#### Records for processing ####

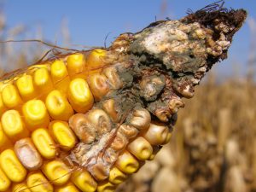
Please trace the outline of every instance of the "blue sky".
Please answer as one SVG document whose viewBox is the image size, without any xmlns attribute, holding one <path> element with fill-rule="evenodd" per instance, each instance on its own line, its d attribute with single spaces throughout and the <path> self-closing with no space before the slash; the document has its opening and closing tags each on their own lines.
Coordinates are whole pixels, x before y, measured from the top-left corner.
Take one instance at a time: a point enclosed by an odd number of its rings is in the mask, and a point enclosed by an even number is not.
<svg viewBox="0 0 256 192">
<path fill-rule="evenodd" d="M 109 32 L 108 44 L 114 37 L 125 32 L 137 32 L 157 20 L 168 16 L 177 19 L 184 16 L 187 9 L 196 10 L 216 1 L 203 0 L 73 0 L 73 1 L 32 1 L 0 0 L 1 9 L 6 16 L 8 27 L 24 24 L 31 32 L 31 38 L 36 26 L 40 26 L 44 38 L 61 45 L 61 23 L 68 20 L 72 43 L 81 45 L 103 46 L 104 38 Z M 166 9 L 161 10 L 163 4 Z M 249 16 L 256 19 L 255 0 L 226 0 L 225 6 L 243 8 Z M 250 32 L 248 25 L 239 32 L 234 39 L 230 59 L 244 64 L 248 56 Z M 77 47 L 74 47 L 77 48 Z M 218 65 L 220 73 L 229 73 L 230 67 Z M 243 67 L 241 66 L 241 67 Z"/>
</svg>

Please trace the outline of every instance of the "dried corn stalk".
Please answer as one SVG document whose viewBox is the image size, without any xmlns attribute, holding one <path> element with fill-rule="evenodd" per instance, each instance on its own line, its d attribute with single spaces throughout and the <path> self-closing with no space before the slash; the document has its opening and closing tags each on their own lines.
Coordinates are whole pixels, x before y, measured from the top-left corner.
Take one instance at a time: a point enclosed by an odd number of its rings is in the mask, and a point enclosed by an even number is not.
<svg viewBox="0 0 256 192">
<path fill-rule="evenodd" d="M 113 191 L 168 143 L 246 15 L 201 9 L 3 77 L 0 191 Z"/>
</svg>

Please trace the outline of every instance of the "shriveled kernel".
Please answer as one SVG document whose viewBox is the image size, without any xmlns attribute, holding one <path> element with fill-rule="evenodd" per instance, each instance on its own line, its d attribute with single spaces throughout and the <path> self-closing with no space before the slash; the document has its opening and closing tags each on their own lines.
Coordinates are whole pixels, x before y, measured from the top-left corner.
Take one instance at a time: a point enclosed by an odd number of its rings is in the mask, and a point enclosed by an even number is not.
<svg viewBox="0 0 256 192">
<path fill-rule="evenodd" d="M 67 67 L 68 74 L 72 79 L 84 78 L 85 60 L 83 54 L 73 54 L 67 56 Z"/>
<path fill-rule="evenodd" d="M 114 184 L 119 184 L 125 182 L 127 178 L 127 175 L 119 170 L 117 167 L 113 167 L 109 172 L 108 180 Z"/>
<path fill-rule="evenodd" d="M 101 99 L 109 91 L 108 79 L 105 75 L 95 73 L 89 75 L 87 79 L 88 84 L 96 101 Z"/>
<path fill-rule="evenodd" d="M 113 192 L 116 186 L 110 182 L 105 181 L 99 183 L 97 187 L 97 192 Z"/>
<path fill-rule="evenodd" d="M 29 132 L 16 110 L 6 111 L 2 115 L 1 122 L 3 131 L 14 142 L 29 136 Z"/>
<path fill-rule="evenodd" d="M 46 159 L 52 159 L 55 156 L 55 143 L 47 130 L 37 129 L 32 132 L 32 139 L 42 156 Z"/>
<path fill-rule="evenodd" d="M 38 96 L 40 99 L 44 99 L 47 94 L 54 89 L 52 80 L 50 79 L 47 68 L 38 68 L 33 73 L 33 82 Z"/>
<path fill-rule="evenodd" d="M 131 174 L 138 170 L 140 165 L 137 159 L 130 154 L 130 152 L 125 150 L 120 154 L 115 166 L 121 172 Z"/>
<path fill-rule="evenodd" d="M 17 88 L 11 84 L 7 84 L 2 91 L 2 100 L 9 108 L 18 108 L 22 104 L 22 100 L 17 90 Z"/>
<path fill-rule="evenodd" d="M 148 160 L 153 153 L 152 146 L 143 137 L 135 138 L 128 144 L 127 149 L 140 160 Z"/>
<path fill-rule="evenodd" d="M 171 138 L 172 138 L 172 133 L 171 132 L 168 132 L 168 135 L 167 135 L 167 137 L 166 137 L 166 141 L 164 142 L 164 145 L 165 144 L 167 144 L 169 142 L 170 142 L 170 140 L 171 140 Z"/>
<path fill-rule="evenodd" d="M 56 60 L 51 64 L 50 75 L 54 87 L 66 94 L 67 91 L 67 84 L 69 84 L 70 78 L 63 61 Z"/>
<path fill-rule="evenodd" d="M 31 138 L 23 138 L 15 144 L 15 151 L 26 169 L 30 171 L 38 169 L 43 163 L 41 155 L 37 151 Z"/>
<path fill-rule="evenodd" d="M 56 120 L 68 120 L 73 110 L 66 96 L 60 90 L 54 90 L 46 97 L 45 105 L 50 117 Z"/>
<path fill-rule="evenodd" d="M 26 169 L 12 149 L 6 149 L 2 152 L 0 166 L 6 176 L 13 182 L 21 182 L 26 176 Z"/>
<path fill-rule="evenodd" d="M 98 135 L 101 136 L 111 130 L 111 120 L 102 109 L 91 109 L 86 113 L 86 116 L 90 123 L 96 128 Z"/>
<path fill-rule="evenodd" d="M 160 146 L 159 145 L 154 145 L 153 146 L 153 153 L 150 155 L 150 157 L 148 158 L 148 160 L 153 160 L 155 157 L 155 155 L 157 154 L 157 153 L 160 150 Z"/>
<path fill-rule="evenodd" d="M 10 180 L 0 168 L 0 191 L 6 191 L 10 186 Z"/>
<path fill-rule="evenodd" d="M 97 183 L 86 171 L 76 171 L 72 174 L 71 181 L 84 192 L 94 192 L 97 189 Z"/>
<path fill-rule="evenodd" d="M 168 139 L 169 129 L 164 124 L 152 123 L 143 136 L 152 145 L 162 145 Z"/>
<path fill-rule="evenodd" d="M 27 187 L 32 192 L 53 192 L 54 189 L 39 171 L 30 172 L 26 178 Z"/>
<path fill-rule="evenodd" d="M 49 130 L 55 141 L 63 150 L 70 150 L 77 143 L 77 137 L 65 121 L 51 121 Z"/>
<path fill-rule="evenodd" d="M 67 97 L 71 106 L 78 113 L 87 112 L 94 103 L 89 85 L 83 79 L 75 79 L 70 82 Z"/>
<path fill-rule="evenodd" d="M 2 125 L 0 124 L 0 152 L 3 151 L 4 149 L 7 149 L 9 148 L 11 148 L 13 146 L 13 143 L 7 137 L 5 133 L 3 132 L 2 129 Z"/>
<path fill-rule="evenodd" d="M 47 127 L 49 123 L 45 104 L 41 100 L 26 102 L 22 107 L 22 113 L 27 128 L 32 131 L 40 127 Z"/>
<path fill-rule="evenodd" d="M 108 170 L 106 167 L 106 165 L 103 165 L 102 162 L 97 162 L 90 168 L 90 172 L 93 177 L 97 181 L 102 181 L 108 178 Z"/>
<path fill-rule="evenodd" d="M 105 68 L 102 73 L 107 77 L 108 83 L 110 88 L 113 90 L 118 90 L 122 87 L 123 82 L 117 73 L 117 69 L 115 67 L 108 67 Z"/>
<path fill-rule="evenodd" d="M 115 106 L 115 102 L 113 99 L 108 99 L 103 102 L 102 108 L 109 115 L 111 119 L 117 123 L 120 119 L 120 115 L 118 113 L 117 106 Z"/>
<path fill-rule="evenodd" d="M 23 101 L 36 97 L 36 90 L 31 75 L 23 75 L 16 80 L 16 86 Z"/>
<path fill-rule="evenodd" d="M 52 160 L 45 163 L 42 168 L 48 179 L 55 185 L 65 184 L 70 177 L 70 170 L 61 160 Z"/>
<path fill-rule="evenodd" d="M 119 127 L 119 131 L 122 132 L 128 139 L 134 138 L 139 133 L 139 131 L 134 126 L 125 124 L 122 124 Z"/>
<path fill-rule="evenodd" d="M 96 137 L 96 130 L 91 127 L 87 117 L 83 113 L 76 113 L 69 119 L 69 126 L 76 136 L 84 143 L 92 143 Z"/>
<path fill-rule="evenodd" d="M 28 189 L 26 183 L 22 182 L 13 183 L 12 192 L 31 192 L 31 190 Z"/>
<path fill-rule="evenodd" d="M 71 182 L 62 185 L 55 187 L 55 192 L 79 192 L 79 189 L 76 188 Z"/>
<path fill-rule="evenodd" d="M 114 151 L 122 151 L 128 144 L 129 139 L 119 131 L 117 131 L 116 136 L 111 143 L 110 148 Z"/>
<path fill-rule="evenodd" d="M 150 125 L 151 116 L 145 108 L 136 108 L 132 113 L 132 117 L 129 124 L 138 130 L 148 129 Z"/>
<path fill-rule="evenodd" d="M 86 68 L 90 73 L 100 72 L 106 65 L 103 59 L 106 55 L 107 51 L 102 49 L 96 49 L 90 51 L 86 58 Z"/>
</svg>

####
#### Records for processing ####

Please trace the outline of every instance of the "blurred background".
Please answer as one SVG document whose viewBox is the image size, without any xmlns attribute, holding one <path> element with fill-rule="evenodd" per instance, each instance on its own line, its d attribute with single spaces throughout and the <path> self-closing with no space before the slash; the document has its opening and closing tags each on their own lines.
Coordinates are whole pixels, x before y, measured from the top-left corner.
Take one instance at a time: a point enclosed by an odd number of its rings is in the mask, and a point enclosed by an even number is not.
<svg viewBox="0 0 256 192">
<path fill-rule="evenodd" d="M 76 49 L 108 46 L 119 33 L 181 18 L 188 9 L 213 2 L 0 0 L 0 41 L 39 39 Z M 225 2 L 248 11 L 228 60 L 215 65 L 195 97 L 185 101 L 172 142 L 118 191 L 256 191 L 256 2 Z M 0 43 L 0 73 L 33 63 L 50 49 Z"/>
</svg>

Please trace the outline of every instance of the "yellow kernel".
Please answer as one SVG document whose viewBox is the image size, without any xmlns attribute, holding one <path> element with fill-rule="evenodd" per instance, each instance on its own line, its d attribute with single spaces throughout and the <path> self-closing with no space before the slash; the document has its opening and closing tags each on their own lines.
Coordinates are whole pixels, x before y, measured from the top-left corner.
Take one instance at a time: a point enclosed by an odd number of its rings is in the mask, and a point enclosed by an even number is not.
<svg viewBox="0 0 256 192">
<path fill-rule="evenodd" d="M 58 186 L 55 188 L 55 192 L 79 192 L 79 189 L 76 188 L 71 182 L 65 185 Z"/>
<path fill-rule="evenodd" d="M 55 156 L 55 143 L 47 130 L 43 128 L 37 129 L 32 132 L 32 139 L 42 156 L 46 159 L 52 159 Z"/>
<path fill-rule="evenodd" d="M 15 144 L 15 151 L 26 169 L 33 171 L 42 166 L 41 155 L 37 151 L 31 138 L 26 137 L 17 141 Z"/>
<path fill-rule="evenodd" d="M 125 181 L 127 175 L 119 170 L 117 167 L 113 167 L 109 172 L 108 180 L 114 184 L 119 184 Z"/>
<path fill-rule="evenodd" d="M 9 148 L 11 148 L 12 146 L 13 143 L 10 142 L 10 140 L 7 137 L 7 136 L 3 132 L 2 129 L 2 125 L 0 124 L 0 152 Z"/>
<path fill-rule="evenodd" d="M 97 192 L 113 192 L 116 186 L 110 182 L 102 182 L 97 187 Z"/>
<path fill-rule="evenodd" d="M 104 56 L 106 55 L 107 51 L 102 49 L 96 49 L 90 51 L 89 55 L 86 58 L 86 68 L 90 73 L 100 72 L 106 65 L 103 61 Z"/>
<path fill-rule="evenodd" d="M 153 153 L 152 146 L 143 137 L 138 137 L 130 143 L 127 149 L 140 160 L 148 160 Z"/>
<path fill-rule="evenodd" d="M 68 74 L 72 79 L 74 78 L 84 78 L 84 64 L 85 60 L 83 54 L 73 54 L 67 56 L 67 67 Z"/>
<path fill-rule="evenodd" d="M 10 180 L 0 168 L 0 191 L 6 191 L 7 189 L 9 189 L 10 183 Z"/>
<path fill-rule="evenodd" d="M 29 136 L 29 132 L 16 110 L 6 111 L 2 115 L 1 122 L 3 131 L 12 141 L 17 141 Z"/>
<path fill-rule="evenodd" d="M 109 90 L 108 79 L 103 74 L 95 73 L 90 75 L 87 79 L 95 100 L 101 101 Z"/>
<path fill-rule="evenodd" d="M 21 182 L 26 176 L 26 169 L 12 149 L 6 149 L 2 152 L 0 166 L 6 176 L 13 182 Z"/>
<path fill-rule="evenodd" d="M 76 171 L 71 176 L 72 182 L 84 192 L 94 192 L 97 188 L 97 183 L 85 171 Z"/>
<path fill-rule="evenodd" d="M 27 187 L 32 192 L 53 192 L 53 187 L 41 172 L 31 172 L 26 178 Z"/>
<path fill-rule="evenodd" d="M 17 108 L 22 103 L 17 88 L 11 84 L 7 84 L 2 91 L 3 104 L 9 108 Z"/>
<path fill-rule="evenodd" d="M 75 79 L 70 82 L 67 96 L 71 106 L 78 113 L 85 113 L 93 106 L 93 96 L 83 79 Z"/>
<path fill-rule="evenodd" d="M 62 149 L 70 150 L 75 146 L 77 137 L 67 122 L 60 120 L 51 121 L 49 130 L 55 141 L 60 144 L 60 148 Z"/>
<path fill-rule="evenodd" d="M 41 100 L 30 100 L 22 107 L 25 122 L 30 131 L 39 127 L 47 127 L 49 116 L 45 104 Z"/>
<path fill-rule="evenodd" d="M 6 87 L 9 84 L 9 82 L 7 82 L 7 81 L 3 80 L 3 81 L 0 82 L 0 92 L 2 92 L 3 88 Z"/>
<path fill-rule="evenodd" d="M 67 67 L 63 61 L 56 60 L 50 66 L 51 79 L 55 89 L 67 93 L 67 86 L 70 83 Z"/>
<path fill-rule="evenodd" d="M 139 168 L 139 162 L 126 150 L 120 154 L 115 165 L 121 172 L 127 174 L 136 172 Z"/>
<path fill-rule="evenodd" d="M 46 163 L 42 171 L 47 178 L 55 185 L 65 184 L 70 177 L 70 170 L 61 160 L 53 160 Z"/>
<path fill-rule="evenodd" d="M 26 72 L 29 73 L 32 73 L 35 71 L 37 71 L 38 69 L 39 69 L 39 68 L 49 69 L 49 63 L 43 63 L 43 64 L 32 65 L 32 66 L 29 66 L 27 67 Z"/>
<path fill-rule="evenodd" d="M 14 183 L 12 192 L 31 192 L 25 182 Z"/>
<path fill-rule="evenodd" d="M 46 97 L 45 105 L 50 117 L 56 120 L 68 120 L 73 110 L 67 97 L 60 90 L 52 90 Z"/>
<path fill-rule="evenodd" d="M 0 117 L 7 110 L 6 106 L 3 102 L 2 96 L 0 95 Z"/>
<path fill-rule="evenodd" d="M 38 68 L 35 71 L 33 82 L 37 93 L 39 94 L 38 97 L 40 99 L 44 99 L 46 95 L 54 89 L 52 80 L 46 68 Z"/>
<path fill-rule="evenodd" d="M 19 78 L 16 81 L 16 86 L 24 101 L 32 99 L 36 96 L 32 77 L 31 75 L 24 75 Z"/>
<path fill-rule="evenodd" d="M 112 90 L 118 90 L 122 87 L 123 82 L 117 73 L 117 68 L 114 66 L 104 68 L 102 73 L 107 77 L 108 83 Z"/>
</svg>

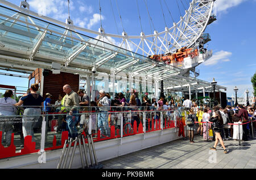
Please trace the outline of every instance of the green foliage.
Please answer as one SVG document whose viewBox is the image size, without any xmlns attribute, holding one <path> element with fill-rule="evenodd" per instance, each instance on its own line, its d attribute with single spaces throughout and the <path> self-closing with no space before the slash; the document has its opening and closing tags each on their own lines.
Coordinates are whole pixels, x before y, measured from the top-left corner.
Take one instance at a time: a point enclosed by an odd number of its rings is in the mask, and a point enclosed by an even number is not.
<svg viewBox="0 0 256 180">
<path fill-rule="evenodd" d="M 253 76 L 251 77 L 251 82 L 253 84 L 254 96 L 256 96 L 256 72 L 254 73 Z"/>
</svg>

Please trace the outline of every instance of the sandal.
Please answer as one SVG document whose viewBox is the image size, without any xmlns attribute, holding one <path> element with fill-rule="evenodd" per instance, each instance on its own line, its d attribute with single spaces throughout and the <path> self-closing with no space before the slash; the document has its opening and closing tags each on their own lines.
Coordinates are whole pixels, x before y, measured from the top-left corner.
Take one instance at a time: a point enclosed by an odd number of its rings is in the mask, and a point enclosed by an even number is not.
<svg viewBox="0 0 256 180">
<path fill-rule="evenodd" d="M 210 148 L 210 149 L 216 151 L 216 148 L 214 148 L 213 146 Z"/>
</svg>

####

**Stated goal:**
Report every line of the records above that contains the string "kernel", with case counting.

**Response to the exercise:**
Please trace the outline of every instance of the "shriveled kernel".
Please trace the outline of every instance of the "yellow kernel".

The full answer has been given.